*Source document*:
----
Build it in a mixing glass over cracked ice. Stir for twenty to thirty seconds, slow and even, until the glass is frosted and the drink is properly cold. Strain over a single large cube into a rocks glass. Express an orange peel over the surface (squeeze the peel rind-down so the citrus oil falls onto the drink), rim the glass with the peel, drop it in. The expressed orange oil is the first thing the drinker smells. It sits above the Campari’s bitter astringency and the sweet vermouth’s grape body and tells the nose what is coming.
Why it works
Three flavor vectors. Campari is bitter, citrus-quinine astringent, with a sustained backbite that is the drink’s defining note. Sweet vermouth brings sugar, grape body, and an herbal complexity that gives the cocktail something soft to sit on. Gin contributes juniper, citrus, and the dry alcoholic structure that keeps the whole thing from becoming a syrup. The orange peel ties it all together by appearing in three places: the bitter orange in the Campari, the citrus oil from the peel garnish, the orange-zest character that good gins carry.
----
*Exercise tasks*:
(1) Answer these questions from the cocktail text:
(a) For how long should the drink be stirred?
(b) What does gin contribute?
(c) What are the three places where the orange appears?
(2) Reproduce the passage of the cocktail text starting with "Build it in" and going on through "what is coming.", word for word.

*Data excerpts*:
----
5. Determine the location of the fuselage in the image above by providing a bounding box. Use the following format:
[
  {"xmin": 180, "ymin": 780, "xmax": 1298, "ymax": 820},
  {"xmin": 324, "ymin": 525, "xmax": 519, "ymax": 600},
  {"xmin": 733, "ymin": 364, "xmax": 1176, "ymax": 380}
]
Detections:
----
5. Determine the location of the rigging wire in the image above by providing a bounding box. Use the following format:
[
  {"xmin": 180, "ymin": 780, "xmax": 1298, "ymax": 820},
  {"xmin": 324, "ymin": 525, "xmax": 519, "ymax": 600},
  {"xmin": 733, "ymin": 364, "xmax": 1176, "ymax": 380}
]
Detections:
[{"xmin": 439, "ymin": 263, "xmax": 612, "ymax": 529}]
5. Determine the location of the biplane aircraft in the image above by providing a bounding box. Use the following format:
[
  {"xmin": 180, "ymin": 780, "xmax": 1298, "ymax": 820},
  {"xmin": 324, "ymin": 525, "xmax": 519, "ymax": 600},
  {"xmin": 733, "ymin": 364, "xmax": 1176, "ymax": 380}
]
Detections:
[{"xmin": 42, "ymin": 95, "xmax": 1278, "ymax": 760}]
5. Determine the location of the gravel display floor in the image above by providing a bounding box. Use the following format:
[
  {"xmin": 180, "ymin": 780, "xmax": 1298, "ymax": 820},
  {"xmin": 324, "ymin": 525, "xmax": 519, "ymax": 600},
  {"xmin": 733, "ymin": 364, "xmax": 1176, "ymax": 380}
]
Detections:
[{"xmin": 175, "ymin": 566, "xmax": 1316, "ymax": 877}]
----
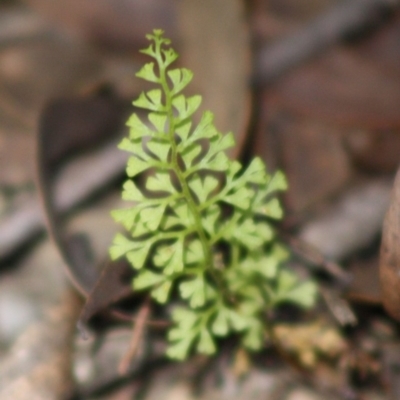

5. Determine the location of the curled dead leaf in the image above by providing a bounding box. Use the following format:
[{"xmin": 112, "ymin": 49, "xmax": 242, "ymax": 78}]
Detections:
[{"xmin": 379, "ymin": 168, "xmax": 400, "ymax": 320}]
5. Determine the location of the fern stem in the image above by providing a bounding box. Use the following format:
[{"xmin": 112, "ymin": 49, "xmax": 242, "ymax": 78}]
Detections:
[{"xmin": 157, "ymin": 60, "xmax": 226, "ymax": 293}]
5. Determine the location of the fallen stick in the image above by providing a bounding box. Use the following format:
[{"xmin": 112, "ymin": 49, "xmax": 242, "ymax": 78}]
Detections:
----
*Answers by task*:
(1)
(a) Twenty to thirty seconds.
(b) Juniper, citrus, and the dry alcoholic structure that keeps the whole thing from becoming a syrup.
(c) The bitter orange in the Campari, the citrus oil from the peel garnish, and the orange-zest character that good gins carry.

(2)
Build it in a mixing glass over cracked ice. Stir for twenty to thirty seconds, slow and even, until the glass is frosted and the drink is properly cold. Strain over a single large cube into a rocks glass. Express an orange peel over the surface (squeeze the peel rind-down so the citrus oil falls onto the drink), rim the glass with the peel, drop it in. The expressed orange oil is the first thing the drinker smells. It sits above the Campari’s bitter astringency and the sweet vermouth’s grape body and tells the nose what is coming.